_Requirement_
The data beneath this task is to be duplicated exactly, in its entirety.

[Stored data]
--------------------------------------------------

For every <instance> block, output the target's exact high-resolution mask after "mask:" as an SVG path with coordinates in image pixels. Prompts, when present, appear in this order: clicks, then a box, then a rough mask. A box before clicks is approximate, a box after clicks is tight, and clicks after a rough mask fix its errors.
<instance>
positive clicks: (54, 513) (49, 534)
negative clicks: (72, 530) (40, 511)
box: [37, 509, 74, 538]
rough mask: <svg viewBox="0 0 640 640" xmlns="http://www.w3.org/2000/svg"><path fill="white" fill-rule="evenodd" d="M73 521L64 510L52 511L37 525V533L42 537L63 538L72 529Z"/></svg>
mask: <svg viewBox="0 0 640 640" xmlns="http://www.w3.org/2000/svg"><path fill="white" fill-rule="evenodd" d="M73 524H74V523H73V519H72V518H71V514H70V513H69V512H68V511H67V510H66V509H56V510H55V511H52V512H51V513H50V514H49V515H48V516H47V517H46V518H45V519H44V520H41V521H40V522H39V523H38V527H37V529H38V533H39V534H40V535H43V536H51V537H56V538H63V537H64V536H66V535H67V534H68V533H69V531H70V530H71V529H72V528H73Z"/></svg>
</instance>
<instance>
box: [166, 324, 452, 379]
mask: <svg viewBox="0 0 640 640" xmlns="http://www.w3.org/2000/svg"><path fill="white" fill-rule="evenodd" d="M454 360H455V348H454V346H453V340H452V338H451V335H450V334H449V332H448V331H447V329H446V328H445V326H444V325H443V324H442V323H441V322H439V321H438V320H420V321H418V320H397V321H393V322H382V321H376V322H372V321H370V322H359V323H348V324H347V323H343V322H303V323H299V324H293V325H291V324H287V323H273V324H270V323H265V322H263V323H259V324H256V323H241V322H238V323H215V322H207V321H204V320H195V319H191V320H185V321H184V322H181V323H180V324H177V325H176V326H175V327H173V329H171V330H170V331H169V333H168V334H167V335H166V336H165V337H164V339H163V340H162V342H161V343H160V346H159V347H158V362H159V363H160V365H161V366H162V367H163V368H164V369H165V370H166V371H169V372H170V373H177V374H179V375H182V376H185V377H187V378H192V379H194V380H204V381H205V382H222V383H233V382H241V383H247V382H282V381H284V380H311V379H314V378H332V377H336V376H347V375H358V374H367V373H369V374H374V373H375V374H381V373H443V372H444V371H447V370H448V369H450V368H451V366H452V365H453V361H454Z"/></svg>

--------------------------------------------------

_Solution below_
For every <instance> block, output the target's exact high-resolution mask after "mask:" as an SVG path with coordinates in image pixels. Prompts, when present, appear in this order: clicks, then a box, then a rough mask. A box before clicks is approximate, a box after clicks is tight, and clicks after a rough mask fix its errors.
<instance>
positive clicks: (54, 513) (49, 534)
negative clicks: (72, 530) (40, 511)
box: [37, 509, 74, 538]
rough mask: <svg viewBox="0 0 640 640" xmlns="http://www.w3.org/2000/svg"><path fill="white" fill-rule="evenodd" d="M73 521L64 510L52 511L37 525V533L42 537L63 538L72 529Z"/></svg>
mask: <svg viewBox="0 0 640 640" xmlns="http://www.w3.org/2000/svg"><path fill="white" fill-rule="evenodd" d="M73 524H74V523H73V519H72V518H71V514H70V513H69V512H68V511H67V510H66V509H56V510H55V511H52V512H51V513H50V514H49V515H48V516H47V517H46V518H45V519H44V520H41V521H40V522H39V523H38V527H37V529H38V533H39V534H40V535H43V536H51V537H56V538H63V537H64V536H66V535H67V534H68V533H69V531H70V530H71V529H72V528H73Z"/></svg>
</instance>
<instance>
box: [166, 324, 452, 379]
mask: <svg viewBox="0 0 640 640" xmlns="http://www.w3.org/2000/svg"><path fill="white" fill-rule="evenodd" d="M454 360H455V348H454V346H453V340H452V338H451V335H450V334H449V332H448V331H447V329H446V328H445V326H444V325H443V324H442V323H441V322H439V321H438V320H420V321H418V320H397V321H393V322H382V321H376V322H372V321H370V322H359V323H348V324H347V323H343V322H303V323H299V324H293V325H291V324H287V323H273V324H270V323H265V322H263V323H259V324H256V323H241V322H238V323H215V322H207V321H204V320H195V319H191V320H185V321H184V322H181V323H180V324H177V325H176V326H175V327H173V329H171V330H170V331H169V333H168V334H167V335H166V336H165V337H164V339H163V340H162V342H161V343H160V346H159V347H158V362H159V363H160V365H161V366H162V367H163V368H164V369H165V370H166V371H169V372H170V373H177V374H179V375H182V376H185V377H187V378H192V379H194V380H204V381H205V382H222V383H233V382H241V383H247V382H282V381H284V380H311V379H314V378H332V377H336V376H347V375H358V374H367V373H369V374H374V373H375V374H381V373H443V372H444V371H447V370H448V369H450V368H451V366H452V365H453V361H454Z"/></svg>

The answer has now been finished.